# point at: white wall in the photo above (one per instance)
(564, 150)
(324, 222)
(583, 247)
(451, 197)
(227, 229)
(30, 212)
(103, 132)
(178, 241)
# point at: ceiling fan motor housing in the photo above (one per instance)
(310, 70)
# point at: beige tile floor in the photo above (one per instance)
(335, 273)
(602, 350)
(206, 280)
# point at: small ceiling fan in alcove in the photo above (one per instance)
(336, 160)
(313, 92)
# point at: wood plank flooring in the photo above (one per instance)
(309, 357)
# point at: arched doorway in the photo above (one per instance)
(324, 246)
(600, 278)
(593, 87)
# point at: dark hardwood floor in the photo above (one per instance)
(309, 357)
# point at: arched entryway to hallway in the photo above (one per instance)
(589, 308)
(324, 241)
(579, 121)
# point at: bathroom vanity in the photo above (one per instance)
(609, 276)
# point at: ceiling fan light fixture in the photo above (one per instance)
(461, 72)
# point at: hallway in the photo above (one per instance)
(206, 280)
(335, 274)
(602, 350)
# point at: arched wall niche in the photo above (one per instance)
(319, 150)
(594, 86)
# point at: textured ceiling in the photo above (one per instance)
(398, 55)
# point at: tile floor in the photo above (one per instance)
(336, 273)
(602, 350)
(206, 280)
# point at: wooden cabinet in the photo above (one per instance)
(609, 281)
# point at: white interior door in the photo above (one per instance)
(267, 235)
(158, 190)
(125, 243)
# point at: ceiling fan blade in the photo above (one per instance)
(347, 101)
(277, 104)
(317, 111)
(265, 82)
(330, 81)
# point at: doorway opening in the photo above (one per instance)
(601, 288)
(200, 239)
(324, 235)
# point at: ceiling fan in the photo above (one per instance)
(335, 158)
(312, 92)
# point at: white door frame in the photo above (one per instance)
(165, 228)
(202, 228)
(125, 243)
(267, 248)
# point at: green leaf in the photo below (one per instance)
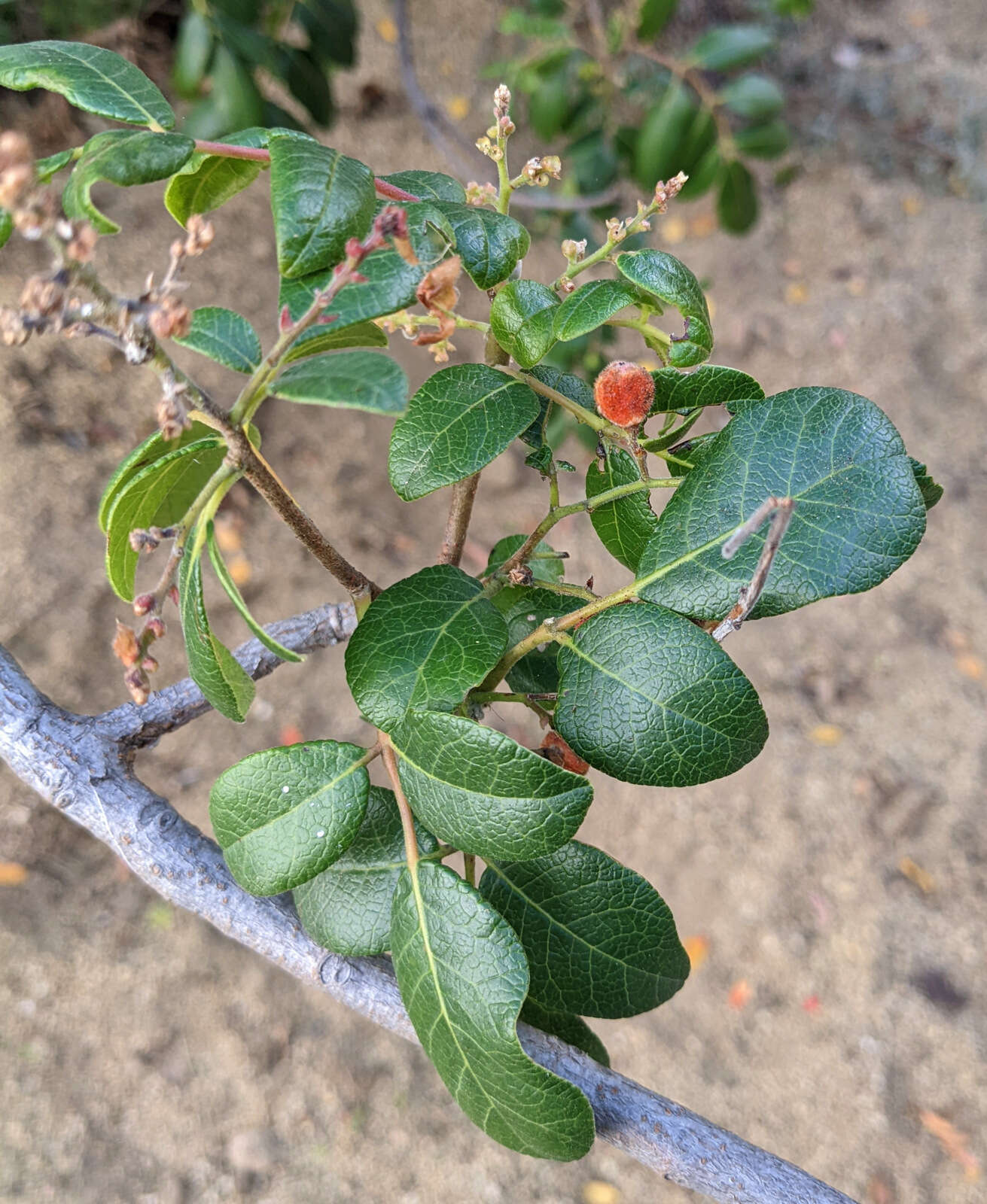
(223, 336)
(236, 597)
(712, 385)
(157, 495)
(349, 381)
(423, 643)
(347, 907)
(858, 511)
(477, 789)
(209, 181)
(88, 78)
(754, 96)
(283, 816)
(648, 698)
(319, 199)
(929, 489)
(568, 1029)
(624, 525)
(546, 564)
(123, 158)
(736, 205)
(732, 46)
(463, 978)
(521, 318)
(226, 686)
(766, 141)
(589, 307)
(489, 244)
(459, 421)
(599, 939)
(670, 281)
(428, 186)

··········

Activity ▸
Reproduce the listing verbatim, and keep the pictures out of the copy.

Solution to this problem ▸
# point at: white wall in the photo above (one per instance)
(564, 150)
(324, 222)
(583, 247)
(451, 197)
(227, 229)
(30, 212)
(103, 132)
(178, 241)
# point at: ceiling fan motor housing in the photo above (one per instance)
(310, 70)
# point at: beige tile floor in the photo above (one per instance)
(335, 273)
(602, 350)
(206, 280)
# point at: small ceiling fan in alcove in the photo above (one per instance)
(336, 160)
(313, 92)
# point at: wood plank flooring in the photo above (one per instance)
(309, 357)
# point at: arched doorway in the photo above (one per instance)
(324, 246)
(600, 278)
(593, 87)
# point at: dark hardwood floor in the photo above (one per instance)
(309, 357)
# point at: arched entryway to hallway in the photo above (one per instance)
(589, 308)
(324, 241)
(579, 121)
# point at: bathroom vanity in the photo above (one per instance)
(609, 276)
# point at: ceiling fan light fixture in the photo above (one per instance)
(461, 72)
# point at: hallway in the photo above (one per instance)
(206, 280)
(335, 274)
(602, 350)
# point at: arched wall niche in the photo above (one per instance)
(319, 150)
(594, 86)
# point at: textured ceiling in the photo above (one per instance)
(398, 55)
# point at: tile floor in the photo above (one per instance)
(336, 273)
(602, 350)
(206, 280)
# point at: wooden cabinet in the photo above (one per instance)
(609, 281)
# point at: white interior door in the photo above (one per instance)
(267, 235)
(158, 190)
(125, 243)
# point at: ceiling fan blade in the photo above (one per instance)
(347, 101)
(277, 104)
(317, 111)
(265, 82)
(330, 81)
# point at: doorway opening in the photo above (one per instance)
(601, 288)
(200, 239)
(324, 235)
# point at: ceiling fan in the photo above (one per instance)
(335, 158)
(312, 92)
# point at: white door frame in the photo above (one per instance)
(165, 228)
(202, 228)
(125, 243)
(267, 248)
# point at: green leaf in the photo below (one per instance)
(223, 336)
(236, 597)
(712, 385)
(157, 495)
(349, 381)
(423, 643)
(347, 907)
(858, 511)
(477, 789)
(209, 181)
(88, 78)
(754, 96)
(283, 816)
(648, 698)
(319, 199)
(929, 489)
(568, 1029)
(624, 525)
(546, 564)
(123, 158)
(736, 205)
(732, 46)
(463, 978)
(521, 318)
(226, 686)
(766, 141)
(589, 307)
(489, 244)
(459, 421)
(599, 939)
(670, 281)
(428, 186)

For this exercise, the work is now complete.